DOCUMENT SEGMENT:
▶

From Louisiana came words of enthusiastic rejoicing. New Orleans, especially, was lavish in her praise.

The Confederate Congress tendered the following vote of thanks to General Beauregard and the troops under him:

No. 103.—A resolution of thanks to Brigadier-General G. T. Beauregard and the army under his command for their conduct in the affair of Fort Sumter.

Be it unanimously resolved, by the Congress of the Confederate States of America, That the thanks of the people of the Confederate States are due, and through this Congress are hereby tendered, to Brigadier-General G. T. Beauregard and the officers, military and naval, under his command, and to the gallant troops of the State of South Carolina, for the skill, fortitude, and courage by which they reduced, and caused the surrender of, Fort Sumter, in the harbor of Charleston, on the 12th and 13th days of April, 1861. And the commendation of Congress is also hereby declared of the generosity manifested by their conduct towards a brave and vanquished foe.

Be it further resolved, That a copy of this resolution be communicated by the President to General Beauregard, and through him to the army then under his command.

◀

TASK REQUIREMENTS:
1. Duplicate the Fort Sumter passage between "Be it further" and "under his command.", inclusive.
2. According to the Fort Sumter passage, on what days did the troops reduce Fort Sumter and cause its surrender?
3. Please carry the Fort Sumter passage further, starting from where it stops.
The records that come next have no connection to the Fort Sumter passage.

GIVEN DATA:

▶

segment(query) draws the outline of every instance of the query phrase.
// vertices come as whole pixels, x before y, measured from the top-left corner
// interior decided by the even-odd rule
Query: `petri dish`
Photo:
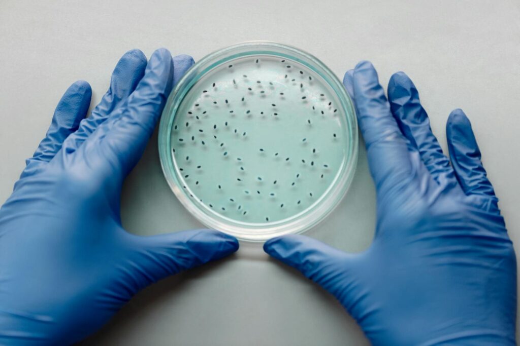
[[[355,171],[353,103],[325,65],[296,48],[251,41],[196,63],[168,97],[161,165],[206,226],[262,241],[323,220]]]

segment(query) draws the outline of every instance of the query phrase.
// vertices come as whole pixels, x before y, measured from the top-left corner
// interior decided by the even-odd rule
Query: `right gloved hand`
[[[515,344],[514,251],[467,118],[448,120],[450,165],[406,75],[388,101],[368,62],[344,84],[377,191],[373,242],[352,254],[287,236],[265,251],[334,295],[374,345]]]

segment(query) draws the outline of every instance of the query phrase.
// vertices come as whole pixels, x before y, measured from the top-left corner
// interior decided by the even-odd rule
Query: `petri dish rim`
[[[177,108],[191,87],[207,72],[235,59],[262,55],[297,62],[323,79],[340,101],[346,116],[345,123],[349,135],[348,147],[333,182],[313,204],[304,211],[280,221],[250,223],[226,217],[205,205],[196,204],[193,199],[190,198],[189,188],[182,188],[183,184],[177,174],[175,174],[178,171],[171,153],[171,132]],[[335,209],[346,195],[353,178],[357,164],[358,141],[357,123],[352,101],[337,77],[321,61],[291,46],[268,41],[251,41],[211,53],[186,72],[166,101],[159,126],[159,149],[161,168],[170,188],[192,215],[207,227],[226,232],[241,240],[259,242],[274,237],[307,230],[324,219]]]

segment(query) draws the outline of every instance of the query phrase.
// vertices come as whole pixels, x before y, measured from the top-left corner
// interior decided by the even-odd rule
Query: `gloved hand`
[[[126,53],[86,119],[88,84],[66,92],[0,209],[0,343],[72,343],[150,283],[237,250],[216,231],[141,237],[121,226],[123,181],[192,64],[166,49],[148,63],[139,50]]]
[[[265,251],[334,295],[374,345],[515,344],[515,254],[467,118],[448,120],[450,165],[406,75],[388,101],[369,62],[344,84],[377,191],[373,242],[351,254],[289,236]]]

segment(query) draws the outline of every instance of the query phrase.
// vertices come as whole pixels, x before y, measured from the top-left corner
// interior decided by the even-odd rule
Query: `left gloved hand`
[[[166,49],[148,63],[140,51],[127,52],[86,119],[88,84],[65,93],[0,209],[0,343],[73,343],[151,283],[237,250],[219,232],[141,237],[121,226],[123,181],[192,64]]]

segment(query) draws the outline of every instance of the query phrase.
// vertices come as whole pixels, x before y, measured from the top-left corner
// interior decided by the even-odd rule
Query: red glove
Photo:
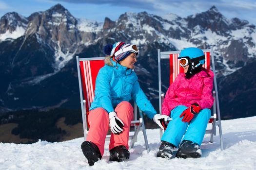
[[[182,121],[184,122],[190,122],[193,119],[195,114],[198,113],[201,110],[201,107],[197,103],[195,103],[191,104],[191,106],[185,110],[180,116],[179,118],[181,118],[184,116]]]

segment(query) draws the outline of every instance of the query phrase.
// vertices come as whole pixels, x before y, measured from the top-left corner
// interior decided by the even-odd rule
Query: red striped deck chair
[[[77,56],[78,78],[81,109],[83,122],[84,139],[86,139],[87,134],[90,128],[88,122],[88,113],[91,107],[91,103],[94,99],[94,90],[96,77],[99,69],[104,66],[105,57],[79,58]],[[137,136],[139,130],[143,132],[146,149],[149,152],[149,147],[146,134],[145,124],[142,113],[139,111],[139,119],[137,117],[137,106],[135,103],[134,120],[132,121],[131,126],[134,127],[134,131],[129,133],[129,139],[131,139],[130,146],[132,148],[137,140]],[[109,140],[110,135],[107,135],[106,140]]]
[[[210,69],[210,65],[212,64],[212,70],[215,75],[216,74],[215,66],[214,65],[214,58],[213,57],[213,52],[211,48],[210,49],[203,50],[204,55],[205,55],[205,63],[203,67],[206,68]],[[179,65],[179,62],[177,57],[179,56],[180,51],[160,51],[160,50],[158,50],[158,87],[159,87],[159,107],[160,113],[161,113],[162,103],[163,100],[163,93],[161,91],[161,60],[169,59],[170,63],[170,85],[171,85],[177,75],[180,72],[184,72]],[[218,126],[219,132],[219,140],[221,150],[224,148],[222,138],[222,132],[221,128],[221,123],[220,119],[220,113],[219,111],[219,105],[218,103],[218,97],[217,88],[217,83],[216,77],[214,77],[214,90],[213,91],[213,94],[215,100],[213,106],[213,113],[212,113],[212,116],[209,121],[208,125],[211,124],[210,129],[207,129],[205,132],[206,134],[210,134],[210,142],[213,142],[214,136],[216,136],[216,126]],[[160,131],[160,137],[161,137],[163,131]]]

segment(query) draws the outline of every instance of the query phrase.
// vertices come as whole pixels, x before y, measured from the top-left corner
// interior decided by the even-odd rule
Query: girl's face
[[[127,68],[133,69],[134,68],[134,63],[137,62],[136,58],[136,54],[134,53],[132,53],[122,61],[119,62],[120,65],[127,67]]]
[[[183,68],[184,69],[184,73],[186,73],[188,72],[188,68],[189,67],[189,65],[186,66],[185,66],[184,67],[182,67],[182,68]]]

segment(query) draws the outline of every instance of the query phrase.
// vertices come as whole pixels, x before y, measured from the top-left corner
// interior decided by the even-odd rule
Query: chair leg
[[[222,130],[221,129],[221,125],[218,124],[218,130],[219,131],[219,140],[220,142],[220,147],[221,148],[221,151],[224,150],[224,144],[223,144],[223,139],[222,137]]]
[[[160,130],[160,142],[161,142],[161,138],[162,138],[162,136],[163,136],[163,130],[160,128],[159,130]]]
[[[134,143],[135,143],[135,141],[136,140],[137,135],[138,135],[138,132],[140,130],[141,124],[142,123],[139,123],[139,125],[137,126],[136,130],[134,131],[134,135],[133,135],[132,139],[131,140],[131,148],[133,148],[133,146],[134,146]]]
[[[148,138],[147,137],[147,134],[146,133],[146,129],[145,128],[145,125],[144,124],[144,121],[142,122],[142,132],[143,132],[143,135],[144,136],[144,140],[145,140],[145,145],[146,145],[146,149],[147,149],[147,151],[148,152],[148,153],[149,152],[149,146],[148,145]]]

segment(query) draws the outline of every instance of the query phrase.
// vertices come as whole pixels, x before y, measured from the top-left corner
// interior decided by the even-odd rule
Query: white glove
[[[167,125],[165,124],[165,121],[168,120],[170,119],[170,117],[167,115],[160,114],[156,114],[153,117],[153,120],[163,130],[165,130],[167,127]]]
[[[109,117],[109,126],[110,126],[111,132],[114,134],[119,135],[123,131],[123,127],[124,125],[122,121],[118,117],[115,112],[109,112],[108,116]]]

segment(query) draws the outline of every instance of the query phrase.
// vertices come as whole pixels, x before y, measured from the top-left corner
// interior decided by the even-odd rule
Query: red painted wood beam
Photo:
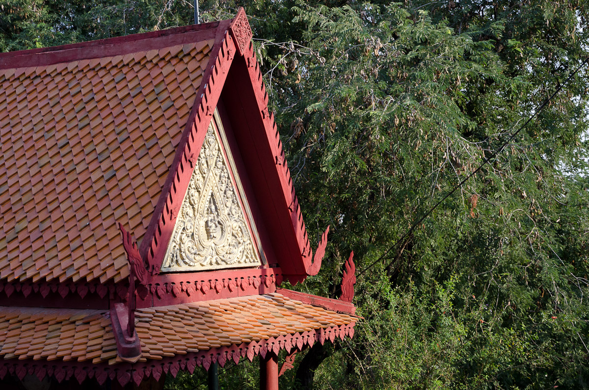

◀

EXPECTED RESPONSES:
1.
Be it further resolved, That a copy of this resolution be communicated by the President to General Beauregard, and through him to the army then under his command.

2. On the 12th and 13th days of April, 1861.

3.
‘Approved May 4th, 1861.’

South Carolina almost adopted General Beauregard as one of her own sons. The Legislature of that State, at its first session after the fall of Sumter, unanimously passed a resolution, the principal part of which is given below:

in General Assembly, S. C., November 28th, 1861.
Resolved, That the General Assembly of South Carolina, in grateful recognition of the distinguished services of General G. T. Beauregard in the cause of Southern independence, hereby tender to him the privilege of sending two pupils to be educated at the military schools of this State, etc.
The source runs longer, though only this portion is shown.